Document:
— start —
So off Bridget goes, fetching round nth of coffee, and she happens to pick up Grace’s card from the counter there. Grace is now an event planner, and she’s just done an event at that coffee shop, dressed as an elf, for some dude proposing to his fiancee. Grace’s boss is also not a good boss, although at least she isn’t running off to fetch coffee. No, instead, she’s decorating the xmas tree in their lobby, by herself, because her terrible boss has tasked all the interns with something else. On the plus side, her boss’ boss is opening a branch in Maui, and the choice to lead it is between Grace and one other person.

Bridget calls Grace, and they talk one time. Grace says it’s impossible to plan this in a short amount of time AT XMAS when everyone does events AT XMAS, which is just like another book I read recently. Apparently it is not impossible, when one is either the xmas girl (as the other book called the woman in question) or comes from one of those Hallmark/Lifetime seasonally-named towns like Mistletoe Mountain.

Off they go, total strangers, to MM, as I’m going to call it. This was just bizarre to me. There is no way I’m going off on a five hour (or however long it was) drive to the middle of nowhere with someone I just met, when I have no family (Bridget – it means strength, as the book keeps telling us many times – was surrendered anonymously by her mother, so we can get her tragic backstory of abandonment issues) and apparently, no friends, to tell. But that would have cut the story short.

On the one road that leads to the town, there’s a violent earthquake. Strong enough to shake the roadbed so much that Graces bangs her face on the steering wheel. And strong enough to cause an avalanche that is later determined to be a landslide AND avalanche. How romantic: stuck in a small town you don’t know, with a woman you don’t know and her family, for at least a few days. Side note: while Colorado, like pretty much any mountainous place, has probably hundreds of earthquakes every year, really violent ones are rare. FYI.

Naturally, the outgoing and affable Grace, who still has rampant inner monologue-ism about an as-yet unnamed tragedy with a capital T, works on the taciturn Bridget who just wants to get this thing set up (price is not an object, which is a good thing for a dying town) and get back to designing her mobile game. Clearing the one and only road leading into town will take longer than expected, which annoys Bridget’s boss, probably because she now has to fetch her own coffee.
— end —
Task statement: List every place name that appears in the book review. The data placed after the book review is separate material and is not part of the review.

Recorded data:
— start —
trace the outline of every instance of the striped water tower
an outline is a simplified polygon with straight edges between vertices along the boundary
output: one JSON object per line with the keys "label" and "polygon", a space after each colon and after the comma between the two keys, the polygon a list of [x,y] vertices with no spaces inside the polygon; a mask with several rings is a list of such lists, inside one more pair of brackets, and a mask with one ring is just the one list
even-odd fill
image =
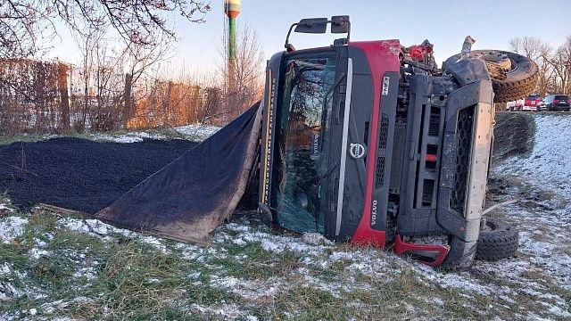
{"label": "striped water tower", "polygon": [[224,12],[228,17],[228,74],[236,62],[236,21],[240,14],[240,0],[224,0]]}

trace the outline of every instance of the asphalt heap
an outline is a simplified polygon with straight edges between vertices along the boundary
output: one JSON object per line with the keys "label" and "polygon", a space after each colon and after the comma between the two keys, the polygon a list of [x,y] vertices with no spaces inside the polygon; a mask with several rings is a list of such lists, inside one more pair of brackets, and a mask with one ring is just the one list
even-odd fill
{"label": "asphalt heap", "polygon": [[0,194],[23,210],[43,202],[94,214],[196,144],[54,138],[0,146]]}

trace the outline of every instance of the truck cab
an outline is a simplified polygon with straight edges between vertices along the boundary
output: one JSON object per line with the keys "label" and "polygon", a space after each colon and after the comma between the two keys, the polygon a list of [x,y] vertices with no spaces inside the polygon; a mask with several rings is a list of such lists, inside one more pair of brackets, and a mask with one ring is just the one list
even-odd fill
{"label": "truck cab", "polygon": [[398,40],[350,41],[345,16],[302,20],[290,33],[327,24],[347,37],[303,50],[286,40],[268,62],[259,212],[277,228],[393,244],[431,265],[471,264],[492,82],[459,86],[434,72],[431,50],[415,58]]}

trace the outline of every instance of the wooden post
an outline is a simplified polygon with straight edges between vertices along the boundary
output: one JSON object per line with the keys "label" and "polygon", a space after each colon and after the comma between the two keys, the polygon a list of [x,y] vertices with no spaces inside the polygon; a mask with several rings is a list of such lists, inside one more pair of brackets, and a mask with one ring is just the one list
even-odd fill
{"label": "wooden post", "polygon": [[65,63],[58,64],[58,87],[60,89],[60,113],[62,117],[62,129],[70,132],[70,95],[68,94],[68,70]]}

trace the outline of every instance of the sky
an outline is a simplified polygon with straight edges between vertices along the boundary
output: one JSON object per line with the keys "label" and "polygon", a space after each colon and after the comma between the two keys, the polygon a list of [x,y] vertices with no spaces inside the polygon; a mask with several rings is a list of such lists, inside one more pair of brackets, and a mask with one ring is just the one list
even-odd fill
{"label": "sky", "polygon": [[[208,70],[220,64],[225,19],[223,0],[212,0],[204,23],[174,17],[179,38],[178,50],[162,63],[170,70]],[[464,37],[476,40],[473,49],[509,50],[515,37],[534,36],[559,46],[571,36],[569,0],[374,1],[374,0],[242,0],[238,29],[248,24],[256,30],[264,55],[284,50],[289,26],[302,18],[350,15],[351,38],[400,39],[410,45],[428,39],[442,62],[459,52]],[[340,35],[294,34],[296,48],[328,45]],[[51,56],[79,62],[75,44],[61,37]]]}

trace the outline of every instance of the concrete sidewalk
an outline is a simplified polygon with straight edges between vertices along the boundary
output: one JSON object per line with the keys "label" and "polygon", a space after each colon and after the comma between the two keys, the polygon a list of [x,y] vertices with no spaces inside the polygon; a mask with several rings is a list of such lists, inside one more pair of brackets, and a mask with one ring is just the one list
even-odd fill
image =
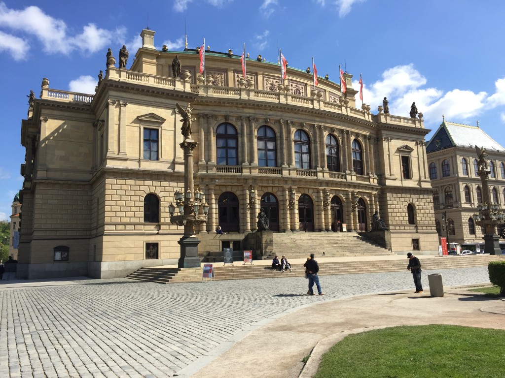
{"label": "concrete sidewalk", "polygon": [[[441,297],[431,297],[429,288],[425,290],[365,295],[304,308],[249,334],[190,376],[218,378],[226,373],[242,378],[309,378],[335,343],[350,334],[376,328],[450,324],[505,329],[503,300],[464,288],[446,288]],[[309,355],[304,366],[302,360]]]}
— end —
Exercise output:
Maui
Mistletoe Mountain
Colorado